• Given exercise 1
From the forum thread on pickups, quote the passage between "I would also love" and "is built well.", inclusive, word for word.
• Given exercise 2
List every disadvantage of active pickups given in the Wikipedia quote in the forum thread on pickups.
— Begin Selected passage —
# Pros and Cons: High-output vs. Low-output pickups



## GuitaristZ (Jan 26, 2007)

What exactly are the pros and cons of each? I hear a LOT of people saying that lowoutput ("vintage") pickups have cleaner sounds and better frequency response. I hear people with super hot pickups saying that their pickups have better harmonics and drive amps harder. I have read this on so many forums I am confused hahaha.
I have read that high-output pickups have more bass and mids than low-output ones, and I have also read that low-output pickups have more high-end frequencies than high-output pickups.

I would like the truth now lol, so what are the differences between them in regards to frequency response, dynamics, tone, etc in both clean and dirty aspects. Are low/high output pickups better suited to certain styles? I don't see many jazz players using very hot wound pickups. I dont see many rockstars using very low output pickups either. 

I would also like some information on active pickups. Supposedly, EMGs for instance, are wound low output and then have the signal boosted. I don't know this for sure, so don't take it as fact.

I would also love to know if other parts of pickups such as, the quality of materials (wire, bobbin, pole pieces e.g. alnico vs. ceramic, etc), the distribution of windings, (hand-wound vs machine-wound), etc have more of an effect on the pickup's tone than the amount of windings and consequent output strength.
There is so much trash out there right now that people just keep repeating even though they have no idea if its true, that it makes me so confused sometimes. I need to know the truth in all this rubbish so I can make an informed decision when buying pickups so I dont waste my money and still get a good pickup that has good tone and is built well.

Heeeeelp meee........................


----------



## GuitaristZ (Jan 26, 2007)

this is off wikipedia: "The disadvantages of active pick-ups are the power source (usually either a battery or phantom power), cost, and less defined unique tonal signature."
— End Selected passage —
— Begin Extracted entries —
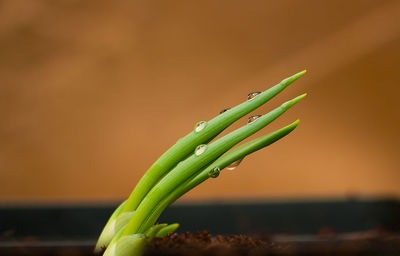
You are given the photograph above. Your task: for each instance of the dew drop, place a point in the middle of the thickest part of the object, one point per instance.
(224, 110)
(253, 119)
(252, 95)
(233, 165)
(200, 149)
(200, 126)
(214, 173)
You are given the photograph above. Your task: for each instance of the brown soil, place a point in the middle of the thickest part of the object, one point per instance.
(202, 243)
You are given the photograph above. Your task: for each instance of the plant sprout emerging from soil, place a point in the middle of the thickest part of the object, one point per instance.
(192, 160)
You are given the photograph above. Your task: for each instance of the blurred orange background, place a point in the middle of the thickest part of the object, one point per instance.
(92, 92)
— End Extracted entries —
— Begin Extracted entries —
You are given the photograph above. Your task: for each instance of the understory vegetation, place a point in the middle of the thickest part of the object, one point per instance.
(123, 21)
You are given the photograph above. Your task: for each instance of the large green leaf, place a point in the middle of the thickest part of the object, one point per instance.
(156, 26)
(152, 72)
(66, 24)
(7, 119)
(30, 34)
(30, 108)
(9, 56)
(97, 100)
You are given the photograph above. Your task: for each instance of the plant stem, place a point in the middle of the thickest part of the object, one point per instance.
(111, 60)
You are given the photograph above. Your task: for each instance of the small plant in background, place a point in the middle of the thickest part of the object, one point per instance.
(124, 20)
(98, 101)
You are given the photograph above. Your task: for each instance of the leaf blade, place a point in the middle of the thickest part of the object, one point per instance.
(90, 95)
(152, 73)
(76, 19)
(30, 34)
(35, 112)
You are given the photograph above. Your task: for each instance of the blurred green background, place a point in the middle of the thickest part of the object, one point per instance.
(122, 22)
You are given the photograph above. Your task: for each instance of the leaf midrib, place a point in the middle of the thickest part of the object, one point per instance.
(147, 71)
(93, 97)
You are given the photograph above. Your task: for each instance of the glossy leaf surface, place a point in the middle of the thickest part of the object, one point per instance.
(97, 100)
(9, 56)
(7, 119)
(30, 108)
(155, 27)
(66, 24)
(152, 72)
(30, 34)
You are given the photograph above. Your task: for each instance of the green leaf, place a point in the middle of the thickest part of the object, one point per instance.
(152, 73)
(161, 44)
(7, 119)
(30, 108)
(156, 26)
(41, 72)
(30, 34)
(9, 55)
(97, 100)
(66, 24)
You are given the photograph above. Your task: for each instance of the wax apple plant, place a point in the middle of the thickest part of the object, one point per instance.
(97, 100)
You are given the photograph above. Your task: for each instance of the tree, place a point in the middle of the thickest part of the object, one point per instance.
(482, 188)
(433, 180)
— End Extracted entries —
• Correct answer 1
I would also love to know if other parts of pickups such as, the quality of materials (wire, bobbin, pole pieces e.g. alnico vs. ceramic, etc), the distribution of windings, (hand-wound vs machine-wound), etc have more of an effect on the pickup's tone than the amount of windings and consequent output strength.
There is so much trash out there right now that people just keep repeating even though they have no idea if its true, that it makes me so confused sometimes. I need to know the truth in all this rubbish so I can make an informed decision when buying pickups so I dont waste my money and still get a good pickup that has good tone and is built well.

• Correct answer 2
- the power source (usually either a battery or phantom power)
- cost
- less defined unique tonal signature